INSTRUCTIONS TO FOLLOW - Retype the branch trace buffer patch from "by Metzger, Markus" to "this is overwritten.".

>> Begin EXCERPT

2009-04-24 08:01:25

by Metzger, Markus T

[permalink] [raw]
Subject: [rfc 2/2] x86, bts: use physically non-contiguous trace buffer

Use vmalloc to allocate the branch trace buffer.

Peter Zijlstra suggested to use vmalloc rather than kmalloc to
allocate the potentially multi-page branch trace buffer.

Is there a way to have vmalloc allocate a physically non-contiguous
buffer for test purposes? Ideally, the memory area would have big
holes in it with sensitive data in between so I would know immediately
when this is overwritten.


Reported-by: Peter Zijlstra <[email protected]>
CC: Andrew Morton <[email protected]>
Signed-off-by: Markus Metzger <[email protected]>
---
arch/x86/kernel/ptrace.c | 5 3 + 2 - 0 !
1 file changed, 3 insertions(+), 2 deletions(-)

Index: b/arch/x86/kernel/ptrace.c
===================================================================
--- a/arch/x86/kernel/ptrace.c
+++ b/arch/x86/kernel/ptrace.c
@@ -22,6 +22,7 @@
#include <linux/seccomp.h>
#include <linux/signal.h>
#include <linux/workqueue.h>
+#include <linux/vmalloc.h>

#include <asm/uaccess.h>
#include <asm/pgtable.h>
@@ -626,7 +627,7 @@ static int alloc_bts_buffer(struct bts_c
if (err < 0)
return err;

- buffer = kzalloc(size, GFP_KERNEL);
+ buffer = vmalloc(size);
if (!buffer)

>> End EXCERPT
>> Begin DATA SECTION

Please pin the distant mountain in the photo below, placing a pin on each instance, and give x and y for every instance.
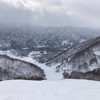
(80, 61)
(31, 37)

>> End DATA SECTION

TASK SOLUTION -
by Metzger, Markus T

[permalink] [raw]
Subject: [rfc 2/2] x86, bts: use physically non-contiguous trace buffer

Use vmalloc to allocate the branch trace buffer.

Peter Zijlstra suggested to use vmalloc rather than kmalloc to
allocate the potentially multi-page branch trace buffer.

Is there a way to have vmalloc allocate a physically non-contiguous
buffer for test purposes? Ideally, the memory area would have big
holes in it with sensitive data in between so I would know immediately
when this is overwritten.